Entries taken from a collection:
***
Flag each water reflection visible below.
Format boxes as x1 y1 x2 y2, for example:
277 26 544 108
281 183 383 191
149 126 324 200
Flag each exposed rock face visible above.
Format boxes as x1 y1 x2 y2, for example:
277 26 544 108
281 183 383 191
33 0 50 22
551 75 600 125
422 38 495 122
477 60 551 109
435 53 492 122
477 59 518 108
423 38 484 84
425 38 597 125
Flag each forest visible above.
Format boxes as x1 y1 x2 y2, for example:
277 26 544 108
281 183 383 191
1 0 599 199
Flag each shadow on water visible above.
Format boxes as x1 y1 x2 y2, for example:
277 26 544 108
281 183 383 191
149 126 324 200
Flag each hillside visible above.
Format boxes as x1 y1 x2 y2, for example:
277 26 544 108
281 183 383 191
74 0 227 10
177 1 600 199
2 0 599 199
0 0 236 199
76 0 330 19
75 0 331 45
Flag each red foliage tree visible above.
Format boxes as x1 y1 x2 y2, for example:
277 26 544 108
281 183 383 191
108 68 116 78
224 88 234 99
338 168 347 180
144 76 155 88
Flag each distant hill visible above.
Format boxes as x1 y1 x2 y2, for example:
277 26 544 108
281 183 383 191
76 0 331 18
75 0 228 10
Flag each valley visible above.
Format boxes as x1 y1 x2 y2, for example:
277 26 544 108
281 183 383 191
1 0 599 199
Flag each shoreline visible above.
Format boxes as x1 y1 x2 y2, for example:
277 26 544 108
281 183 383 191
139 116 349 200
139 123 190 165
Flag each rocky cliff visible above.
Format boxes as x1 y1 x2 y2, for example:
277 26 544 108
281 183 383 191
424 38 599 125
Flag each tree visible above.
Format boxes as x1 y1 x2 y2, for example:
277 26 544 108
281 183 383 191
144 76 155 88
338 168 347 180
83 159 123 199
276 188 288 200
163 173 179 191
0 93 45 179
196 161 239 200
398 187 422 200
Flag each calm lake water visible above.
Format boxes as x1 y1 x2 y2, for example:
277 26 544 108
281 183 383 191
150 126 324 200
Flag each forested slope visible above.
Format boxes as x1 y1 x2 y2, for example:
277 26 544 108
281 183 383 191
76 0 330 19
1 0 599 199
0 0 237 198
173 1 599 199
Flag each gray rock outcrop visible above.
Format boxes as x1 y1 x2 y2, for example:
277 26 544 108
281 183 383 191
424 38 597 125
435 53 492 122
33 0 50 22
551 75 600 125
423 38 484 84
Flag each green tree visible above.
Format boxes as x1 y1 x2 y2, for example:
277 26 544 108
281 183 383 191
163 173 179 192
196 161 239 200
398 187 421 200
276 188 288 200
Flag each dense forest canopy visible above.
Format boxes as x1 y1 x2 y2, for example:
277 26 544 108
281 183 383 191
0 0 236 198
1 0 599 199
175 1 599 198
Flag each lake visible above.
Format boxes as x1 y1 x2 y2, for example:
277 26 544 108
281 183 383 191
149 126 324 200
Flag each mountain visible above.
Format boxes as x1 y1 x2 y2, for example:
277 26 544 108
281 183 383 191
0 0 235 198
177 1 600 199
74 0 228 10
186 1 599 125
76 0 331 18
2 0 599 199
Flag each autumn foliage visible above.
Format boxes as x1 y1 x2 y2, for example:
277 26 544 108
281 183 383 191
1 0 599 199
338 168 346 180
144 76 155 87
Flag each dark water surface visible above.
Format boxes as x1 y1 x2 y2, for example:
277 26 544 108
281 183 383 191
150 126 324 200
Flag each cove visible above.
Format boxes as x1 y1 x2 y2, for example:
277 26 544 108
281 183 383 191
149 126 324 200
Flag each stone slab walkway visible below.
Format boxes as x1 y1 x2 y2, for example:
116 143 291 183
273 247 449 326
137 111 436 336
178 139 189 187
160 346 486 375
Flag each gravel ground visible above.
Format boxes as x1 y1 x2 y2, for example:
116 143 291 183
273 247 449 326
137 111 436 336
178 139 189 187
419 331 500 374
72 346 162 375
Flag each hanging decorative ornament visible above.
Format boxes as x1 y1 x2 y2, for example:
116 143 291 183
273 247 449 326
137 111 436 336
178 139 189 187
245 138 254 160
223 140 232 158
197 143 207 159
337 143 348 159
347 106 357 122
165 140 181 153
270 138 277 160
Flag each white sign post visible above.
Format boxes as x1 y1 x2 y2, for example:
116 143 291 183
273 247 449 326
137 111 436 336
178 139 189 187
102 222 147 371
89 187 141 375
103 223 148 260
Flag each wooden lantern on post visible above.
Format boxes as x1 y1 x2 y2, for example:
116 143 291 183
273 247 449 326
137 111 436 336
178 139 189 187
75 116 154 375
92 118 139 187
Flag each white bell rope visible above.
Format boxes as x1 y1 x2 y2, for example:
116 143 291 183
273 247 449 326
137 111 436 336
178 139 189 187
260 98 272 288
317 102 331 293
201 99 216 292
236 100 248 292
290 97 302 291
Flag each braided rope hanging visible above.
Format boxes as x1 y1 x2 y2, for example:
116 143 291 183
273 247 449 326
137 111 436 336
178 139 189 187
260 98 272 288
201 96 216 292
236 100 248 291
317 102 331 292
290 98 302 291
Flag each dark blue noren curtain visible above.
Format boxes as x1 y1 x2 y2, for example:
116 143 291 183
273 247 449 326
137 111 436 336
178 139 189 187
***
**TRY IT**: Every line of the data above should be output exactly as written.

**TASK SOLUTION**:
Flag each water reflection visible below.
Format boxes as x1 y1 x2 y2, for example:
277 26 544 108
281 183 383 191
149 126 324 200
Flag each exposed rock face visible above.
Format boxes as x1 y1 x2 y2, for example:
277 26 544 108
281 183 383 191
33 0 50 22
551 75 600 125
422 38 495 122
477 60 551 109
435 53 492 122
477 59 518 108
423 38 484 84
425 38 597 125
Flag each forest visible above.
Format boxes as x1 y1 x2 y2, for example:
277 26 544 108
281 183 383 191
1 0 599 199
Flag each shadow on water visible above.
Format boxes as x1 y1 x2 y2, for example:
277 26 544 108
281 183 383 191
149 126 324 200
Flag each hillside visible above.
Format boxes as x1 y1 x2 y2, for example:
277 26 544 108
281 183 383 191
74 0 227 10
177 1 600 199
2 0 599 199
0 0 236 199
76 0 330 19
75 0 331 45
Flag each red foliage tree visible above.
Format boxes as x1 y1 x2 y2, for example:
277 26 544 108
281 183 383 191
108 68 116 78
224 88 234 99
338 168 347 180
144 76 155 88
Flag each distant hill visible above.
Format boxes as x1 y1 x2 y2, for example:
277 26 544 108
281 183 383 191
76 0 331 18
75 0 228 10
Flag each valley visible above.
Format boxes as x1 y1 x2 y2, for example:
277 26 544 108
281 183 383 191
1 0 599 199
Flag each shoreline visible above.
Format boxes as x1 y1 x2 y2, for example:
277 26 544 108
281 183 383 191
139 116 349 200
139 123 190 165
Flag each rocky cliff visible above.
Format boxes as x1 y1 x2 y2, for example:
277 26 544 108
281 183 383 191
424 38 599 125
Flag each tree visible above.
Format boxes as x1 y1 x2 y2, for example:
277 26 544 108
281 183 383 191
144 76 155 88
338 168 347 180
83 159 123 199
276 188 288 200
163 173 179 191
0 93 45 179
196 161 239 200
398 187 422 200
Flag each calm lake water visible above.
Format boxes as x1 y1 x2 y2, for example:
277 26 544 108
281 183 383 191
150 126 324 200
Flag each forested slope visible above.
Format boxes as x1 y1 x2 y2, for example:
277 26 544 108
281 183 383 191
76 0 330 19
1 0 599 199
0 0 237 198
173 1 599 199
Flag each gray rock outcrop visible above.
Format boxes as x1 y1 x2 y2, for example:
277 26 544 108
281 183 383 191
424 38 597 125
435 53 492 122
33 0 50 22
551 75 600 125
423 38 484 84
Flag each green tree visible above.
Format boxes as x1 y1 x2 y2, for example:
277 26 544 108
281 183 383 191
163 173 179 192
196 161 239 200
398 187 421 200
276 188 288 200
Flag each dense forest canopy visible above.
Format boxes as x1 y1 x2 y2, for example:
277 26 544 108
281 183 383 191
0 0 236 198
1 0 599 199
175 1 599 198
Flag each lake visible above.
Format boxes as x1 y1 x2 y2, for example:
277 26 544 108
281 183 383 191
149 126 324 200
Flag each mountain visible above.
Format boxes as x1 y1 x2 y2, for example:
277 26 544 108
281 183 383 191
0 0 235 198
177 1 600 199
74 0 228 10
186 1 599 125
76 0 331 18
2 0 599 199
Flag each autumn foliage visible above.
Format boxes as x1 y1 x2 y2, for example:
277 26 544 108
281 183 383 191
1 0 599 199
338 168 346 180
144 76 155 87
Flag each dark water surface visible above.
Format boxes as x1 y1 x2 y2, for example:
277 26 544 108
281 183 383 191
150 126 324 200
Flag each cove visible above.
Format boxes as x1 y1 x2 y2, for example:
277 26 544 108
281 183 383 191
149 126 324 200
Flag each stone slab walkway visible below.
Format boxes as x1 y1 x2 y2, for example:
116 143 291 183
273 247 449 326
137 111 436 336
178 139 189 187
160 346 486 375
Flag each gravel ground visible above.
Format boxes as x1 y1 x2 y2, for example:
116 143 291 183
273 247 449 326
137 111 436 336
178 139 189 187
419 331 500 374
72 346 162 375
Flag each hanging decorative ornament visible above.
Format boxes as x1 y1 x2 y2, for example:
116 143 291 183
273 247 449 326
137 111 436 336
178 139 189 187
245 138 254 160
223 140 232 158
197 143 207 159
337 143 348 159
347 106 357 122
165 140 181 153
270 138 277 160
Flag each white sign post visible above.
Format boxes as x1 y1 x2 y2, for example:
116 143 291 183
273 247 449 326
137 111 436 336
178 139 189 187
102 222 147 371
89 187 141 375
103 223 148 260
Flag each wooden lantern on post visible above.
Format boxes as x1 y1 x2 y2, for example:
116 143 291 183
273 247 449 326
137 111 436 336
178 139 189 187
75 116 154 375
92 118 139 187
Flag each white bell rope visible above.
Format boxes as x1 y1 x2 y2, for example:
116 143 291 183
273 247 449 326
137 111 436 336
178 139 189 187
260 98 272 288
317 102 331 293
201 99 216 292
236 100 248 292
290 97 302 291
Flag each braided rope hanging visible above.
Format boxes as x1 y1 x2 y2, for example:
116 143 291 183
273 247 449 326
137 111 436 336
178 139 189 187
260 98 272 288
201 96 216 292
236 100 248 291
317 102 331 292
290 98 302 291
Flag each dark blue noren curtain visible above.
Format boxes as x1 y1 x2 y2, for example:
116 143 291 183
273 247 449 326
137 111 436 336
178 139 189 187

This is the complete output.